— start Dataset entries —
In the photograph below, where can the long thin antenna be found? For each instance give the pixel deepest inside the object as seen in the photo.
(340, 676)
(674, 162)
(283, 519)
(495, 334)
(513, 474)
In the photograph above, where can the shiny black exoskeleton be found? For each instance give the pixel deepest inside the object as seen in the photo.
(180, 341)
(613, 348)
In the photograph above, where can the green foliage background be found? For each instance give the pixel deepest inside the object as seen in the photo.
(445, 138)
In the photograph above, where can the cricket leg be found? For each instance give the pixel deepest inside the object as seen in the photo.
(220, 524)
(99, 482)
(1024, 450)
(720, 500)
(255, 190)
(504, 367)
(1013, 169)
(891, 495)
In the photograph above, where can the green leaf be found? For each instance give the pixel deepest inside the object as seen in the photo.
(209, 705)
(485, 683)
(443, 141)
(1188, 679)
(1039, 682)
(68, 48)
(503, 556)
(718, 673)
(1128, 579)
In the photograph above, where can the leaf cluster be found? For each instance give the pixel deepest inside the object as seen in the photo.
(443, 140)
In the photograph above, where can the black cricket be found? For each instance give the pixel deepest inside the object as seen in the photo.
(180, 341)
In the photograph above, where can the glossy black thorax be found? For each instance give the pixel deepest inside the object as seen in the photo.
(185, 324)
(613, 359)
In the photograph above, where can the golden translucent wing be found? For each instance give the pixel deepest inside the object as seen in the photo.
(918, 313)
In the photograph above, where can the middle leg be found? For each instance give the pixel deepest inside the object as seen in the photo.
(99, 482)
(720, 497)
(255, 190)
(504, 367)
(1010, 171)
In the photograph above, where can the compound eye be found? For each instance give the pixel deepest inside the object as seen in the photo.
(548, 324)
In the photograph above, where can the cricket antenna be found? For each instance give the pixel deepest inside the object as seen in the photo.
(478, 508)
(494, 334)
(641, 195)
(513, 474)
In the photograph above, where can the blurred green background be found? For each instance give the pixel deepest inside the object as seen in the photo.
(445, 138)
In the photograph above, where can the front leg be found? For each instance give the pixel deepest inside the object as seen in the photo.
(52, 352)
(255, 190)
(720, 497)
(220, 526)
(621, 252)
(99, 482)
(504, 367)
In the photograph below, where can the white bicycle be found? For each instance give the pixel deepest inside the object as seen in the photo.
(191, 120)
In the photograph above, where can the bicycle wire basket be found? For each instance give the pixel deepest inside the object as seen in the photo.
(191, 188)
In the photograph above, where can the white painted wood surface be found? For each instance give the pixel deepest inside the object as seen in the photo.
— end Dataset entries —
» **Instructions to follow**: Output every line of the entries above as a Markdown table with a Row column that numbers the lines in order and a Line column that holds each line, skipping blank lines.

» **Expected answer**:
| Row | Line |
|---|---|
| 1 | In the photograph below, where can the long thin antenna be found? For each instance give the pixel deepest inside the object as seen in the photo. |
| 2 | (340, 676) |
| 3 | (674, 162) |
| 4 | (283, 519) |
| 5 | (495, 334) |
| 6 | (513, 474) |
| 7 | In the photograph above, where can the shiny black exoskeleton be found? For each instance give the pixel deepest inside the object as seen in the photo. |
| 8 | (180, 341) |
| 9 | (613, 348) |
| 10 | In the photograph above, where can the green foliage background be found? For each instance give the pixel deepest inside the object as seen in the photo. |
| 11 | (445, 138) |
| 12 | In the photograph above, where can the cricket leg be found? For each instance give the pixel deepest inside the object as seen in the photo. |
| 13 | (220, 524) |
| 14 | (99, 482) |
| 15 | (1024, 450) |
| 16 | (720, 500) |
| 17 | (255, 190) |
| 18 | (504, 367) |
| 19 | (1013, 169) |
| 20 | (891, 495) |
| 21 | In the photograph above, where can the green leaf be found? For each instance give the pixel deepest inside the object as seen in the photo. |
| 22 | (209, 705) |
| 23 | (485, 683) |
| 24 | (443, 141) |
| 25 | (1188, 679) |
| 26 | (1039, 682) |
| 27 | (68, 48) |
| 28 | (503, 556) |
| 29 | (718, 673) |
| 30 | (1128, 579) |
| 31 | In the photograph above, where can the leaf cluster be found? For each instance give the pixel deepest inside the object as seen in the photo. |
| 32 | (443, 140) |
| 33 | In the photograph above, where can the black cricket be found? For each instance give the pixel deepest inside the object as seen in the photo. |
| 34 | (180, 341) |
| 35 | In the photograph above, where can the glossy black thorax be found? For each instance give the pixel deepest inside the object as seen in the photo. |
| 36 | (185, 324) |
| 37 | (613, 359) |
| 38 | In the photograph above, where can the golden translucent wing be found? For each instance give the pixel deepest inside the object as seen in the photo. |
| 39 | (918, 313) |
| 40 | In the photograph above, where can the middle leg be found? For each instance give the pixel deepest inside the object as seen in the photo. |
| 41 | (99, 482) |
| 42 | (720, 497) |
| 43 | (255, 190) |
| 44 | (504, 367) |
| 45 | (1010, 171) |
| 46 | In the photograph above, where can the compound eye be found? For each instance give the pixel deepest inside the object as seen in the photo. |
| 47 | (548, 324) |
| 48 | In the photograph above, where can the cricket antenna be found? For each instance give the pixel deepest inside the object as seen in the photo. |
| 49 | (478, 508) |
| 50 | (494, 334) |
| 51 | (641, 195) |
| 52 | (513, 474) |
| 53 | In the photograph above, where can the blurred green background be found? For each instance give the pixel deepest inside the object as seen in the photo. |
| 54 | (445, 138) |
| 55 | In the photograph above, where can the front leg be found? For each instance give the pixel deepest inside the object as seen in the photo. |
| 56 | (52, 352) |
| 57 | (255, 190) |
| 58 | (720, 497) |
| 59 | (220, 526) |
| 60 | (621, 252) |
| 61 | (99, 482) |
| 62 | (504, 367) |
| 63 | In the photograph below, where can the white bicycle be found? For each instance give the pixel deepest inside the object as seen in the photo. |
| 64 | (191, 120) |
| 65 | In the photograph above, where can the bicycle wire basket be found? For each instance give the pixel deepest inside the object as seen in the photo. |
| 66 | (191, 188) |
| 67 | In the photograph above, where can the white painted wood surface be found? For each instance give the pixel deepest inside the object as seen in the photo. |